(Stored items from a collection)

(begin)

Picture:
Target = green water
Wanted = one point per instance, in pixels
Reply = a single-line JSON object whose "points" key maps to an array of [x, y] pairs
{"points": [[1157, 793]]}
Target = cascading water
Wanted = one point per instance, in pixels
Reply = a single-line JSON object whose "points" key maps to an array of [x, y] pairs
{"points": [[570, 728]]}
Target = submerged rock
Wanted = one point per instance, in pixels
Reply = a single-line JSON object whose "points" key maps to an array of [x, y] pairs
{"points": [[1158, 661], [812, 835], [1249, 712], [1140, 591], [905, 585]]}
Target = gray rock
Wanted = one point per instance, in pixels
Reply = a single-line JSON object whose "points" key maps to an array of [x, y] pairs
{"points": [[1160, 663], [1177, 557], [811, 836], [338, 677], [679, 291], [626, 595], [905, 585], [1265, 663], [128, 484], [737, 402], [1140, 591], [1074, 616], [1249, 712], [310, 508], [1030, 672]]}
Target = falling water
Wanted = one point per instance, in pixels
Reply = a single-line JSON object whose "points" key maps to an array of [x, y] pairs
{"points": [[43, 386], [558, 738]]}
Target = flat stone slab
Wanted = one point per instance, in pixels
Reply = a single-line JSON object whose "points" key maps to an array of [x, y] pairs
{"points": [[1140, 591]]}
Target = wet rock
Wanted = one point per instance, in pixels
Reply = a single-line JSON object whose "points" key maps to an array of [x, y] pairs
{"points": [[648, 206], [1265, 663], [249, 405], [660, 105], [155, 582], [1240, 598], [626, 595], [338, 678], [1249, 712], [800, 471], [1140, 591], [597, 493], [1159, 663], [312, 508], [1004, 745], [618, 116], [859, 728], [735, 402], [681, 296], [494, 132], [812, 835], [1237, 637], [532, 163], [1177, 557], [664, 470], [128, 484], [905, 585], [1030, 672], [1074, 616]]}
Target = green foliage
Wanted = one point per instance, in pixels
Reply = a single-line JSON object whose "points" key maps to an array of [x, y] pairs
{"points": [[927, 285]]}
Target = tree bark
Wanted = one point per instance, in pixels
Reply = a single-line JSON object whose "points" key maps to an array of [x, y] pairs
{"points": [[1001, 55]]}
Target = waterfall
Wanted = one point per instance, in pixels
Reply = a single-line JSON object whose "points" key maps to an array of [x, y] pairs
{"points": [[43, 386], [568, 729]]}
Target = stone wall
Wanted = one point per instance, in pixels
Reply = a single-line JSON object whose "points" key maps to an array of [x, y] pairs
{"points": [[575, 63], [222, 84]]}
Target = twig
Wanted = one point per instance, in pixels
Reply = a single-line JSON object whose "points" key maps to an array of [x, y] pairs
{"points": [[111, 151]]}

(end)

▶ Required task:
In the records above, find the line containing "Target = submerged rock"; please retype it and every line after it through the last line, exactly and with nothing else.

▶ Solution below:
Target = submerged rock
Wanted = one point per instance, in pixels
Reply = a single-line JSON object whose "points" key maps to an array of [x, y] pairs
{"points": [[1158, 661], [812, 835], [1249, 712], [1140, 591], [905, 585]]}
Target = gray rock
Wanted = one point per instance, in pixels
Reply = a single-line JSON object whose "points" key maps to an array of [x, y] pairs
{"points": [[1160, 663], [1177, 557], [811, 836], [338, 677], [679, 291], [626, 595], [905, 585], [1265, 663], [128, 484], [737, 402], [1140, 591], [1074, 616], [1249, 712], [310, 508], [1030, 672]]}
Target = falling water
Wanted = one point per instance, in pixels
Reply = a single-line JSON object whose "points" key maps to an array of [x, y] pairs
{"points": [[43, 386], [558, 738]]}
Target = flat stone slab
Wanted = one point per instance, in pixels
Reply = a single-line JSON object whose "points" key maps to an array of [x, y] pairs
{"points": [[1140, 591]]}
Target = wet rock
Wanted = one point per instance, in pixels
Reply = a single-line JSON object whose "points" key maps to an array of [x, y] pairs
{"points": [[648, 206], [1265, 663], [249, 405], [660, 105], [155, 582], [1240, 598], [626, 595], [338, 678], [1249, 712], [800, 471], [1140, 591], [597, 493], [1159, 663], [312, 508], [1004, 745], [618, 116], [859, 728], [735, 402], [681, 296], [494, 132], [812, 835], [1237, 637], [532, 163], [1177, 557], [664, 470], [128, 484], [905, 585], [1030, 672], [1074, 616]]}
Target = green foliage
Wanted = one point per instance, in pixels
Reply = a single-line JSON object whose "points" key maps to an array of [x, y] pairs
{"points": [[927, 285]]}
Target = tree bark
Wanted = one point per instance, in pixels
Reply = a single-line JSON object whose "points" key maps to an array of [x, y] pairs
{"points": [[1001, 55]]}
Target = waterfall
Wanted = one point per instance, in pixels
Reply = a single-line JSON object whose "points" key maps to an array of [x, y] pairs
{"points": [[43, 386], [568, 729]]}
Target = stone wall
Wanted = one point per instance, in pixels
Reply = a single-line JSON object whose "points" key maps to an array of [x, y] pairs
{"points": [[575, 63], [222, 84]]}
Target = twig
Wanted = one point per instance, in pixels
Reply = a single-line JSON object whose "points" key maps to an array of [x, y] pairs
{"points": [[111, 151]]}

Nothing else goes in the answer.